(Part of a data file)
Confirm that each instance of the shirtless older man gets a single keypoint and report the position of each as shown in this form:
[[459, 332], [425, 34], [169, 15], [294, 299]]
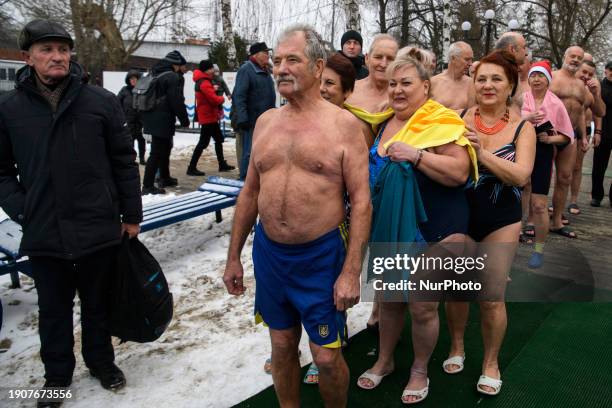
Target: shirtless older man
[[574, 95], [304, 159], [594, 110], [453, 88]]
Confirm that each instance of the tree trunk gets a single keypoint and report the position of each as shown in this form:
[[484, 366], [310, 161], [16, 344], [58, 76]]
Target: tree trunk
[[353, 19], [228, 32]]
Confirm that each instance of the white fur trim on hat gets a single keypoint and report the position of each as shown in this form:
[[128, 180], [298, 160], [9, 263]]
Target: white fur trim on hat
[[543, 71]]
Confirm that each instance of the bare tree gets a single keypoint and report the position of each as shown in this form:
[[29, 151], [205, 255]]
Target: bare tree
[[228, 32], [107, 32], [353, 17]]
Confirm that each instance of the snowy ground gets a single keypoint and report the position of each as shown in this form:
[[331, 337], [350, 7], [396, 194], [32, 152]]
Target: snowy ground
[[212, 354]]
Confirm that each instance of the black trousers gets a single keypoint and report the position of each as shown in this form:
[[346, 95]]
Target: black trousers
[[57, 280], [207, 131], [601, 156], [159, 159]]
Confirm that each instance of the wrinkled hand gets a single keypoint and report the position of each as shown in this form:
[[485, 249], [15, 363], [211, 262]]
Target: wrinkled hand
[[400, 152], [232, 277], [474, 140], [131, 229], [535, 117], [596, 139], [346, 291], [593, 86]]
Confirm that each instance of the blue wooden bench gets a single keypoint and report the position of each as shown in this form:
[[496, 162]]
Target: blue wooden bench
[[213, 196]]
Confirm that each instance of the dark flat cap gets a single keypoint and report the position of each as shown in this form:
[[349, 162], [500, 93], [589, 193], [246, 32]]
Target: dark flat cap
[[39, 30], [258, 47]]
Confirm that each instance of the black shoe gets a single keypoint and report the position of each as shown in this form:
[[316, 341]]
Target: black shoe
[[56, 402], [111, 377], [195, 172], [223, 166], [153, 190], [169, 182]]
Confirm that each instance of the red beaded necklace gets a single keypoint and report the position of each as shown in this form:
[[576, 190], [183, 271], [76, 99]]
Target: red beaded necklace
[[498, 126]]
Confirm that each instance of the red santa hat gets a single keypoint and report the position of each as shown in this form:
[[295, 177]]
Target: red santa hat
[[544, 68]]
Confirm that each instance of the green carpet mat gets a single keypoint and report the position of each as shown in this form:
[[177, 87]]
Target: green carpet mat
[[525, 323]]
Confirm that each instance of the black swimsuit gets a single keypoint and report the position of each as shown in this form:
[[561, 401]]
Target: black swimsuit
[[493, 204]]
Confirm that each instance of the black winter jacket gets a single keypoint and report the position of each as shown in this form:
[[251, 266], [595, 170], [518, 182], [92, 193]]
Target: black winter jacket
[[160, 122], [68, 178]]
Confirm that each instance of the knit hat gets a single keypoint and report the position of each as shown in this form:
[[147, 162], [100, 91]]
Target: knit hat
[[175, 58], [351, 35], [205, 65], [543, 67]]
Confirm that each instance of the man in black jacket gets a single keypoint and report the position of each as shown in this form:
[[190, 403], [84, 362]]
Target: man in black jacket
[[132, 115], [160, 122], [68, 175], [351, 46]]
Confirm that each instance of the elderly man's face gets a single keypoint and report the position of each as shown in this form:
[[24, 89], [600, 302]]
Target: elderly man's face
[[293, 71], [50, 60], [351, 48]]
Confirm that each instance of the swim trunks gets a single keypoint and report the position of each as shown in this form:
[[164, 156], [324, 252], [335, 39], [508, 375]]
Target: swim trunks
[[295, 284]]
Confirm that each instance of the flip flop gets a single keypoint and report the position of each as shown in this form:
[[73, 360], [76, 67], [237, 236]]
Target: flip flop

--

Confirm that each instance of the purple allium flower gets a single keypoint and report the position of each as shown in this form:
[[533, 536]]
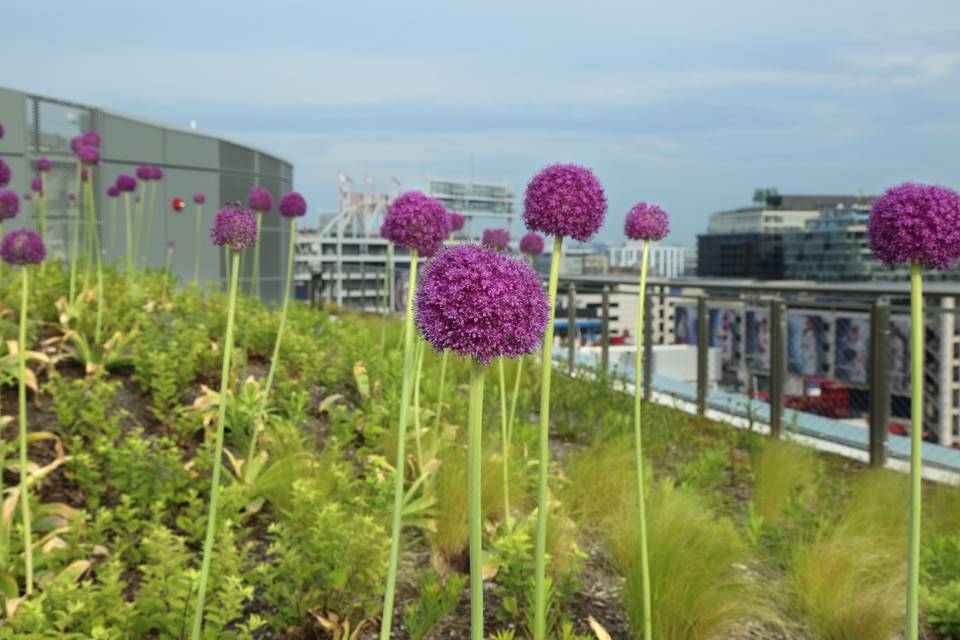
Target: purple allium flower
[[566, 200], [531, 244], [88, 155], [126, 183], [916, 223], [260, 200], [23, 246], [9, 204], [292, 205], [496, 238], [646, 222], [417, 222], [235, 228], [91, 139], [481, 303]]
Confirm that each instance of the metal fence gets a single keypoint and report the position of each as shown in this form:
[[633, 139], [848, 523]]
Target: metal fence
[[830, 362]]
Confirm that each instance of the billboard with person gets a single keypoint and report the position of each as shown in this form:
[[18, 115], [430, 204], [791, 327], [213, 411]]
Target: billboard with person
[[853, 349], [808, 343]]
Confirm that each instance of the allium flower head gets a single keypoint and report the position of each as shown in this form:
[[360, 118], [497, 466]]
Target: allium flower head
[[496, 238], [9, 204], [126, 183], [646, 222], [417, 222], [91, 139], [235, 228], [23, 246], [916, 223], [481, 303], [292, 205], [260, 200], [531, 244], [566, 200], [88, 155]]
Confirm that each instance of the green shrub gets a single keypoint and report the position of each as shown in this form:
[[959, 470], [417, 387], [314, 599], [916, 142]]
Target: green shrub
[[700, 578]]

---

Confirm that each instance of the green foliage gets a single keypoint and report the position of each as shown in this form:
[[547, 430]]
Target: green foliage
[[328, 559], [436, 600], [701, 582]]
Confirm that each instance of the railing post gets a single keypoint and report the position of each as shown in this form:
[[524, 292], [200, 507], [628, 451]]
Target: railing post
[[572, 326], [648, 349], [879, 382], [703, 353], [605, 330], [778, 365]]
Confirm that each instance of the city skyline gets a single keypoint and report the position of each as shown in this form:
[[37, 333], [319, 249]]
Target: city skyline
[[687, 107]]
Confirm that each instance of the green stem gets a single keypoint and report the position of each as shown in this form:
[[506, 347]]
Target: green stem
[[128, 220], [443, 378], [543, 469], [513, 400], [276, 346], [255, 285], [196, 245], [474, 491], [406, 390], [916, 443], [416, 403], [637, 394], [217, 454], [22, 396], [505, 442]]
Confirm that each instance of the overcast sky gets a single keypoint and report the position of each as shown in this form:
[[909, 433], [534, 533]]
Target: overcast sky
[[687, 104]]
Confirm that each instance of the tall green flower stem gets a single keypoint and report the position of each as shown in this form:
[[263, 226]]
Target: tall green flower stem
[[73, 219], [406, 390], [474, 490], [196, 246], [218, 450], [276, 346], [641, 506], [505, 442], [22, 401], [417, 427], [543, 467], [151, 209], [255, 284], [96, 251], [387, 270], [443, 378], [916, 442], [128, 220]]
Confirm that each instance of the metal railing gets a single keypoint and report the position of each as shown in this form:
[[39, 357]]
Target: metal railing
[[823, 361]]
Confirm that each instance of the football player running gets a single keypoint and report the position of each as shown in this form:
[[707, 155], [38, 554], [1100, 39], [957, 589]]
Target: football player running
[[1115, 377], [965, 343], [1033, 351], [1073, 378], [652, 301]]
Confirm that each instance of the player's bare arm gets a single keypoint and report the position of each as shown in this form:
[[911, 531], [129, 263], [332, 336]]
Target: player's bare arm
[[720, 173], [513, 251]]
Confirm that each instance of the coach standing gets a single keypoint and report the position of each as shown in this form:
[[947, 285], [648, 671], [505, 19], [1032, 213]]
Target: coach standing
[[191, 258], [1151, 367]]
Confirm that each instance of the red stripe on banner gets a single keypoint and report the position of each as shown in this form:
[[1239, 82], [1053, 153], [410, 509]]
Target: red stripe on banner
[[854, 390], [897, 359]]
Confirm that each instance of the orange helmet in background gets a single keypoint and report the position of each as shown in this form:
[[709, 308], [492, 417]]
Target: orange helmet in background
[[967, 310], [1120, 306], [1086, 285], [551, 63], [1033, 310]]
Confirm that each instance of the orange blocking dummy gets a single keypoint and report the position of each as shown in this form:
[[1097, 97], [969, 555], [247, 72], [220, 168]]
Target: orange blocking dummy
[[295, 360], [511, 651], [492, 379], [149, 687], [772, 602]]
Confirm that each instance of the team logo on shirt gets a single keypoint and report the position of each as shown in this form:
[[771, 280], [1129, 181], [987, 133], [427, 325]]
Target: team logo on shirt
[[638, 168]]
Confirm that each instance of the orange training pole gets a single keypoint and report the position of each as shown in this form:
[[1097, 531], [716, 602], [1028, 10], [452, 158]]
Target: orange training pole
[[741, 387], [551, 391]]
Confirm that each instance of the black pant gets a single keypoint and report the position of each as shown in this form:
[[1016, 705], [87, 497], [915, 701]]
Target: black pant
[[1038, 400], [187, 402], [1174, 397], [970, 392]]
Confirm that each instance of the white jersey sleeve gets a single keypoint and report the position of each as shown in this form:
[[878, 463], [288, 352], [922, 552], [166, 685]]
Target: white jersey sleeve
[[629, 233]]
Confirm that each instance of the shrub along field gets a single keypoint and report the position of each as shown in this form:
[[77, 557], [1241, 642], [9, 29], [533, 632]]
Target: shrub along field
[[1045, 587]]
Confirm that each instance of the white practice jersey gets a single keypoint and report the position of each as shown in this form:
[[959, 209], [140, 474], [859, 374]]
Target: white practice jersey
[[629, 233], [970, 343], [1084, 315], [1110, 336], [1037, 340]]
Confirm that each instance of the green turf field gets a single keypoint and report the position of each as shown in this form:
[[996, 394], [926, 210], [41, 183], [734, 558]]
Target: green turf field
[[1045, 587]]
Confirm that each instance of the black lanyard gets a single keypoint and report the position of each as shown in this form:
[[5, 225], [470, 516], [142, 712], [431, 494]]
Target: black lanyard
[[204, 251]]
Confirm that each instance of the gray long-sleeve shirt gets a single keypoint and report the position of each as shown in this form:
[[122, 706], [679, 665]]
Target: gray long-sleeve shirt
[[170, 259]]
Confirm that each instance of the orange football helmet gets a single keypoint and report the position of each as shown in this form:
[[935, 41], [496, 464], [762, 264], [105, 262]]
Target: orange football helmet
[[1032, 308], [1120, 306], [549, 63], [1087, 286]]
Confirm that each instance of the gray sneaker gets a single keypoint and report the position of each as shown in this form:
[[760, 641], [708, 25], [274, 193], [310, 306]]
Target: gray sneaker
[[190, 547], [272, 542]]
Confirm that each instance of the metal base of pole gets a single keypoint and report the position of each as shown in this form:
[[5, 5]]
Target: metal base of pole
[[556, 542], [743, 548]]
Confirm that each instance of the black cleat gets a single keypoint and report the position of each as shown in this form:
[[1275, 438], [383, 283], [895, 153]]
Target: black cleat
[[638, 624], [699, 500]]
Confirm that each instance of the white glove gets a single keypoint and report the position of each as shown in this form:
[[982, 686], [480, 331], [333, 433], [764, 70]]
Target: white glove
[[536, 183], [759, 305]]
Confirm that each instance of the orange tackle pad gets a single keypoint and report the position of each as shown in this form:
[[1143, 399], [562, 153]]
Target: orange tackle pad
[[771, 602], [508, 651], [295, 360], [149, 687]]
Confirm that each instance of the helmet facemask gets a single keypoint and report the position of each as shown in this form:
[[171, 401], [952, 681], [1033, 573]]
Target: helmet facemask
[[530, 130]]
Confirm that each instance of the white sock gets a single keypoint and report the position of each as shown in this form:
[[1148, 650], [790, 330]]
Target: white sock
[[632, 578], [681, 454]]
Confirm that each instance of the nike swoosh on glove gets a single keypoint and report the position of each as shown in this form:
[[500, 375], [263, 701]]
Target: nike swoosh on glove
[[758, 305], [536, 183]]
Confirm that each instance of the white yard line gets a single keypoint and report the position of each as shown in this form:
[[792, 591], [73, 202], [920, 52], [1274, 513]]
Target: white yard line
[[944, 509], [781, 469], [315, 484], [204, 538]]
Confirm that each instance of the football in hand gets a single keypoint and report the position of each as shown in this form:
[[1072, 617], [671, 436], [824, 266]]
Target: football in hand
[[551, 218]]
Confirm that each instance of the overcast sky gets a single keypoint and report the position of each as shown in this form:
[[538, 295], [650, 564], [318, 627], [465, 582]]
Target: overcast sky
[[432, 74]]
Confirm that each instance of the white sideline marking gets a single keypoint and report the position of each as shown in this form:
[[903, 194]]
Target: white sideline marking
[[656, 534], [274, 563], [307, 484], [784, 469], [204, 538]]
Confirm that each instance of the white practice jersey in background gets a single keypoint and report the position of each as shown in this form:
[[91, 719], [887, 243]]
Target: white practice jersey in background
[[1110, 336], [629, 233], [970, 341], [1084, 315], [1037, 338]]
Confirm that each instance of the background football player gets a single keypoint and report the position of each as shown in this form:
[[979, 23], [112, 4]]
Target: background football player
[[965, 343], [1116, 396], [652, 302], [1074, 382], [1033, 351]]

*Your goal:*
Reproduce verbatim the lines of the material above that run from the one containing "Confirm that each instance of the nike" through the one containing "[[758, 305], [536, 183]]", with both of those lines included.

*Solution to this problem:*
Confirm that each instance of the nike swoosh on glove gets a single keypoint and report the position of each as shown in this form:
[[500, 375], [263, 701]]
Target: nike swoosh on glove
[[758, 305], [536, 183]]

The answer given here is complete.